• [PARTS OF THE EXERCISE]:
1: Decide whether each statement below agrees with the MH17 passage, answering yes or no and quoting the deciding words of the passage: (a) the trial was scheduled to begin on March 9; (b) the black box was recovered from a crash site in western Ukraine; (c) another Malaysia Airlines captain listened to the recorded conversations because he knew the MH17 pilot personally.
2: Copy everything in the MH17 passage from "THE HAGUE: The" down to "the plane crash.".
3: Condense the paragraph of the MH17 passage that begins "THE HAGUE: The Dutch Safety Board" into a short bulleted list of its main facts.

• [TEXT TO READ]:
******
THE HAGUE: The Dutch Safety Board has praised the Malaysian team for their cooperation in recovering the black box of MH17 from the crash site in the conflict-torn eastern Ukraine in 2014.

Senior aviation investigator in charge Gijsbert Vogelaar said the black box was a critical piece of evidence in the board’s investigation to identify the cause of the plane crash.

“The Malaysian people did a very good job to get the recorder (black box),” he told members of the Malaysian media here during a special meeting in the run-up to the MH17’s trial, scheduled to commence tomorrow (March 9).

Vogelaar said several Malaysia Airlines pilots and crew members were invited to listen to the black box recordings to facilitate the investigations.

“Later, we had another captain of Malaysia Airlines to listen to the conversations recorded (by the black box) because he knew the (MH17) pilot personally. It was very hard for them (Malaysia Airlines pilots and crew members) to (listen to the recordings), but they did a good job,” he said.
******
• [DATASET SECTION]:
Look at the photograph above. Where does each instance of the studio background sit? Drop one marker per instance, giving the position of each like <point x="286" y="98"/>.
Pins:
******
• [SOLUTIONS]:
1:
(a) Yes: "scheduled to commence tomorrow (March 9)"
(b) No: "the crash site in the conflict-torn eastern Ukraine"
(c) Yes: "because he knew the (MH17) pilot personally"

2:
THE HAGUE: The Dutch Safety Board has praised the Malaysian team for their cooperation in recovering the black box of MH17 from the crash site in the conflict-torn eastern Ukraine in 2014.

Senior aviation investigator in charge Gijsbert Vogelaar said the black box was a critical piece of evidence in the board’s investigation to identify the cause of the plane crash.

3:
- The Dutch Safety Board praised the Malaysian team.
- The praise was for their cooperation in recovering the MH17 black box.
- The black box was at the crash site in conflict-torn eastern Ukraine.
- The recovery took place in 2014.